> [Task directions] Would you print exactly the lines that begin the listing and continue through the line holding "positive clicks: (232, 149) (1, 53) (3, 7)"? No pictures, please.

> [Data to examine]
━━━━
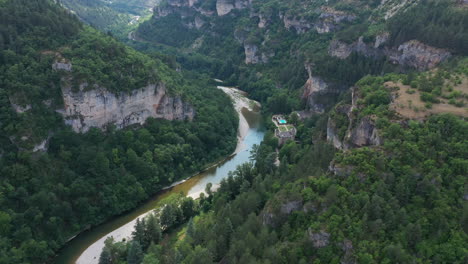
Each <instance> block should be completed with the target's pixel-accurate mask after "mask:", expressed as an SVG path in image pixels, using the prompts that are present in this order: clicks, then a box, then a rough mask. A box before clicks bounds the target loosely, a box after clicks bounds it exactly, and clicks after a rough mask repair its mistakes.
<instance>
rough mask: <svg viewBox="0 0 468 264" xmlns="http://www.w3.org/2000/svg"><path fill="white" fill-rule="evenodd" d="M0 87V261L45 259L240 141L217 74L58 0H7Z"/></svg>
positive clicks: (232, 149) (1, 53) (3, 7)
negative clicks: (183, 63) (63, 4)
mask: <svg viewBox="0 0 468 264" xmlns="http://www.w3.org/2000/svg"><path fill="white" fill-rule="evenodd" d="M0 87H1V88H0V101H1V104H0V131H1V132H0V193H1V195H0V208H1V209H0V263H44V262H47V260H49V259H50V257H51V256H53V254H54V252H55V251H57V250H58V249H59V248H60V247H61V246H62V245H63V244H64V243H65V242H66V241H67V240H69V239H70V238H71V237H73V236H74V235H76V234H77V233H79V232H81V231H83V230H84V229H87V228H90V227H91V226H94V225H97V224H100V223H102V222H103V221H105V220H106V219H108V218H109V217H112V216H114V215H116V214H120V213H122V212H124V211H126V210H129V209H132V208H134V207H135V206H136V205H137V204H138V203H139V202H141V201H142V200H144V199H147V198H148V197H150V195H152V194H154V193H155V192H157V191H158V190H160V189H161V188H162V187H164V186H167V185H169V184H171V183H172V182H174V181H176V180H178V179H181V178H183V177H186V176H188V175H191V174H193V173H194V172H197V171H198V170H200V169H202V168H203V167H204V166H206V165H207V164H208V163H211V162H213V161H215V160H218V159H219V158H221V157H223V156H226V155H228V154H230V153H231V152H232V151H233V150H234V148H235V145H236V144H235V142H236V131H237V118H236V113H235V112H234V109H233V108H232V107H229V106H230V105H231V104H230V99H229V98H228V97H227V96H225V95H224V94H223V93H222V92H221V91H219V90H218V89H216V88H215V87H214V86H212V85H211V84H210V83H209V81H208V80H206V79H197V80H187V79H185V78H184V76H182V74H181V73H177V72H176V71H175V70H174V69H171V68H170V67H169V66H167V65H166V64H164V63H162V62H161V61H160V60H158V59H156V58H151V57H149V56H147V55H143V54H141V53H139V52H136V51H135V50H133V49H131V48H129V47H126V46H124V45H123V44H121V43H119V42H117V41H116V40H115V39H113V38H112V37H110V36H107V35H104V34H102V33H100V32H98V31H97V30H95V29H92V28H90V27H88V26H84V25H83V24H81V22H79V20H78V19H77V18H76V17H75V16H74V15H71V14H70V13H69V12H68V11H66V10H65V9H63V8H62V7H61V6H59V5H58V4H57V3H55V1H49V0H34V1H30V0H7V1H0ZM166 119H167V120H166ZM168 120H174V121H173V122H170V121H168ZM78 132H79V133H78Z"/></svg>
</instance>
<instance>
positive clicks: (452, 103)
mask: <svg viewBox="0 0 468 264" xmlns="http://www.w3.org/2000/svg"><path fill="white" fill-rule="evenodd" d="M466 8H467V6H466V1H432V0H421V1H391V0H390V1H365V0H362V1H359V0H353V1H339V0H336V1H320V0H317V1H301V0H297V1H275V0H272V1H255V0H254V1H243V0H236V1H221V0H213V1H183V0H180V1H176V0H167V1H163V2H162V4H161V5H159V6H158V7H157V8H155V12H154V15H153V17H152V19H151V20H149V21H146V22H144V23H143V24H142V25H140V27H139V28H138V30H137V32H136V42H135V43H134V45H135V46H137V47H139V48H140V49H142V50H147V51H150V50H152V51H154V50H165V51H168V50H169V51H170V52H174V50H176V52H174V54H176V57H177V61H178V62H180V63H181V65H183V66H184V67H186V68H188V69H192V70H195V71H199V72H204V73H207V74H211V75H212V76H214V77H219V78H222V79H224V80H226V82H227V83H228V84H233V85H239V86H240V87H242V89H245V90H247V91H249V92H250V93H251V95H252V96H253V97H254V98H256V99H258V100H260V101H262V102H264V113H265V114H266V115H267V116H270V115H271V114H275V113H281V114H289V113H290V112H291V111H292V110H303V109H304V108H305V109H306V110H309V111H306V112H307V113H310V114H311V117H305V118H302V119H299V120H298V118H297V115H294V114H291V115H290V116H289V118H288V121H291V122H292V123H294V124H295V125H296V127H297V130H298V131H297V136H296V138H295V141H288V142H287V143H286V144H284V145H283V146H280V147H278V139H277V138H275V137H274V136H273V133H272V132H271V133H269V134H267V136H266V138H265V140H264V142H263V143H262V144H261V145H260V146H257V147H256V148H255V150H254V151H253V152H252V157H251V163H247V164H244V165H242V166H239V167H238V168H237V170H235V171H234V172H232V173H231V174H230V175H229V177H228V178H227V179H226V180H224V181H223V182H222V183H221V186H220V187H219V189H217V191H216V192H212V191H211V186H210V185H207V188H206V195H205V194H203V195H201V196H200V199H198V200H194V201H192V200H191V199H189V198H183V197H172V199H169V200H168V201H166V202H165V204H164V205H163V206H162V207H161V208H157V209H156V210H155V212H154V214H153V215H151V216H150V217H148V218H146V219H144V220H141V221H139V222H138V223H137V225H136V226H135V231H134V233H133V237H132V240H131V241H124V242H122V241H114V240H112V239H109V240H108V241H107V243H106V247H105V248H104V250H103V251H102V254H101V258H100V263H102V264H103V263H119V262H124V263H349V264H351V263H466V262H467V261H468V249H467V246H466V245H467V244H468V226H467V223H468V206H467V200H468V181H467V179H468V178H467V175H468V160H467V157H468V152H467V149H468V145H467V144H468V141H467V139H468V134H467V132H468V123H467V122H466V117H467V116H468V110H467V108H466V106H467V98H468V96H467V94H468V86H467V85H468V71H467V70H468V68H467V60H466V57H465V56H466V55H467V47H468V31H467V28H468V20H467V19H468V13H467V9H466ZM175 33H176V34H175ZM324 94H325V95H327V96H328V98H327V99H326V100H323V101H320V100H321V99H322V98H321V97H323V96H324ZM301 95H302V97H301ZM325 102H327V103H325ZM325 104H326V105H325ZM301 113H304V112H301ZM294 117H295V118H294ZM269 127H270V128H272V127H274V126H273V124H270V126H269ZM276 157H278V160H279V161H280V162H279V163H278V162H275V160H276Z"/></svg>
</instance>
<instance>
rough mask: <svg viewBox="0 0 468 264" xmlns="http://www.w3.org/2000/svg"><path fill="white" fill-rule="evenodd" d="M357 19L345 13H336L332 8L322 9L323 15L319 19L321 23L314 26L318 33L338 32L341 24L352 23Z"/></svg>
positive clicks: (319, 21) (314, 25) (320, 15)
mask: <svg viewBox="0 0 468 264" xmlns="http://www.w3.org/2000/svg"><path fill="white" fill-rule="evenodd" d="M354 19H356V16H354V15H351V14H347V13H345V12H341V11H336V10H334V9H331V8H326V7H325V8H322V13H321V14H320V17H319V22H317V23H316V24H315V25H314V28H315V30H317V32H318V33H320V34H322V33H329V32H333V31H335V30H337V29H338V28H339V26H338V25H339V24H340V23H343V22H350V21H353V20H354Z"/></svg>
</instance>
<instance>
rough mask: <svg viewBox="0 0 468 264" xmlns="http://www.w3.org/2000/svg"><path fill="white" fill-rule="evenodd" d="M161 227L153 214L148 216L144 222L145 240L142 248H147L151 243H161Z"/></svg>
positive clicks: (157, 219) (142, 245) (158, 221)
mask: <svg viewBox="0 0 468 264" xmlns="http://www.w3.org/2000/svg"><path fill="white" fill-rule="evenodd" d="M161 233H162V231H161V225H160V224H159V221H158V219H157V218H156V216H155V215H154V214H150V216H149V217H148V219H147V221H146V228H145V239H144V244H142V246H143V248H147V247H148V246H149V245H150V244H151V243H154V244H158V243H159V241H161V235H162V234H161Z"/></svg>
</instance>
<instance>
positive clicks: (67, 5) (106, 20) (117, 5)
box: [60, 0, 159, 37]
mask: <svg viewBox="0 0 468 264" xmlns="http://www.w3.org/2000/svg"><path fill="white" fill-rule="evenodd" d="M158 2H159V0H144V1H122V0H117V1H105V0H97V1H92V0H62V1H60V3H61V4H62V5H63V6H64V7H66V8H67V9H69V10H71V11H72V12H73V13H75V14H76V15H77V16H78V17H79V18H80V19H81V20H82V21H84V22H85V23H87V24H90V25H92V26H93V27H96V28H98V29H100V30H102V31H105V32H109V31H110V32H112V33H113V34H116V35H117V36H121V37H126V35H125V36H123V35H122V34H125V33H128V32H127V31H129V30H130V29H131V28H132V27H134V26H136V25H137V23H138V22H139V21H140V20H141V19H142V18H144V17H145V16H148V15H149V14H151V11H152V9H153V7H154V6H156V5H157V3H158Z"/></svg>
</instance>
━━━━
> [Answer area]
Each <instance> block should be completed with the target's pixel-accurate mask after "mask:", expressed as an SVG path in image pixels, using the prompts that are present in this order: clicks, then a box, then a rough mask. A box before clicks bounds the target loosely, a box after clicks bounds it exactly, and clicks after a rough mask repair its mistakes.
<instance>
rough mask: <svg viewBox="0 0 468 264" xmlns="http://www.w3.org/2000/svg"><path fill="white" fill-rule="evenodd" d="M0 87V261L45 259L240 141L217 74L58 0H7Z"/></svg>
positive clicks: (232, 149) (1, 53) (3, 7)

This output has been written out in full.